Copy verbatim the passage of the forum thread on Caribbean airfares below that opens with the words containing "## Space Coast" and closes with "Cathyb (Feb 7, 2006)".

* Document passage:
start
# Cheapest & Most Expensive Caribbean Destinations for Airfare?



## Space Coast Laurie (Feb 7, 2006)

I know this will vary by departure city, but in general which timeshare destinations in the Caribbean are the most and least expensive regarding airfare?  I generally fly out of the Orlando area, but one of my daughters is out in California and would fly out of Orange County, San Diego, Carlsbad, or (least favorite) LAX.  We also sometimes have friends from other areas join us on timeshare trips, thus the "in general" aspect of this query.


----------



## Cathyb (Feb 7, 2006)

Mexican Carribean usually have the best airfares (Cancun, etc.). My guess is the further south you go (Aruba from California) the more expensive.  Also, the islands with least amount of tourist traffic probably charge more airfare.


----------



## gmarine (Feb 7, 2006)

Space Coast Laurie said:
			
		

> I know this will vary by departure city, but in general which timeshare destinations in the Caribbean are the most and least expensive regarding airfare?  I generally fly out of the Orlando area, but one of my daughters is out in California and would fly out of Orange County, San Diego, Carlsbad, or (least favorite) LAX.  We also sometimes have friends from other areas join us on timeshare trips, thus the "in general" aspect of this query.




This will vary greatly depending on the departure city. There really isnt a particular destination that will be the highest from every departure city.

A big determining factor is how many airlines from a particular city fly to a destination. The more there are the less the fare and vice versa.


----------



## hvsteve1 (Feb 7, 2006)

We're flying into San Juan next month and found budget airfare on Jetblue. There were other cheap fares,but Jetblue flys direct. As Jetblue flys out of California,you could probably get good fares all the way,probably changing planes at JFK.


----------
end
* Given data:
start
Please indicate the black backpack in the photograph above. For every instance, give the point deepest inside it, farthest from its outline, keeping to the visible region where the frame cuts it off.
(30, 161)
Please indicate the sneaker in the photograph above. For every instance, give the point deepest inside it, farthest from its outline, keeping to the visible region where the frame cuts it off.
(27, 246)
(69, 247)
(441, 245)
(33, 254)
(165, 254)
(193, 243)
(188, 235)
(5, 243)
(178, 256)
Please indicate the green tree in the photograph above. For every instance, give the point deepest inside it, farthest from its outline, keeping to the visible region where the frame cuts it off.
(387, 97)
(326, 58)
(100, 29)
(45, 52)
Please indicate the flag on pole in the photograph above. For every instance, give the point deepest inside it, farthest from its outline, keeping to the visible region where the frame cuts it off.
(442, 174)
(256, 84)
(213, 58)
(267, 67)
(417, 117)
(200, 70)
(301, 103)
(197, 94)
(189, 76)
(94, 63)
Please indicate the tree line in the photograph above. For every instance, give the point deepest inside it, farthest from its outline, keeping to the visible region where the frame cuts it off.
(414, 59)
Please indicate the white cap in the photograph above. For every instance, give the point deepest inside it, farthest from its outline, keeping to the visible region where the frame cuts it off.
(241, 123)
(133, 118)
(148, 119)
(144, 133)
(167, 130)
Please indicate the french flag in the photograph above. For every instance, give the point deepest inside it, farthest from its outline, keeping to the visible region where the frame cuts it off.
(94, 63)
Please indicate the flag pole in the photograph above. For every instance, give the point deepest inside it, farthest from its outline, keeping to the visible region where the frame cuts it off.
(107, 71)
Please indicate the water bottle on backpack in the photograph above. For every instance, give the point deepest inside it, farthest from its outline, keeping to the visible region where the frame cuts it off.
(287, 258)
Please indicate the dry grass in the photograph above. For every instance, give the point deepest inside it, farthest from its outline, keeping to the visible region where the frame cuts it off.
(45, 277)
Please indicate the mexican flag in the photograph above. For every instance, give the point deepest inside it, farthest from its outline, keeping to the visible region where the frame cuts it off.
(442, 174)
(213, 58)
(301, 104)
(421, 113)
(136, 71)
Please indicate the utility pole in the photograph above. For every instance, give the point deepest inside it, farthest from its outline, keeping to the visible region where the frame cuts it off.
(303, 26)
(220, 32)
end
* Solution to the problem:
## Space Coast Laurie (Feb 7, 2006)

I know this will vary by departure city, but in general which timeshare destinations in the Caribbean are the most and least expensive regarding airfare?  I generally fly out of the Orlando area, but one of my daughters is out in California and would fly out of Orange County, San Diego, Carlsbad, or (least favorite) LAX.  We also sometimes have friends from other areas join us on timeshare trips, thus the "in general" aspect of this query.


----------



## Cathyb (Feb 7, 2006)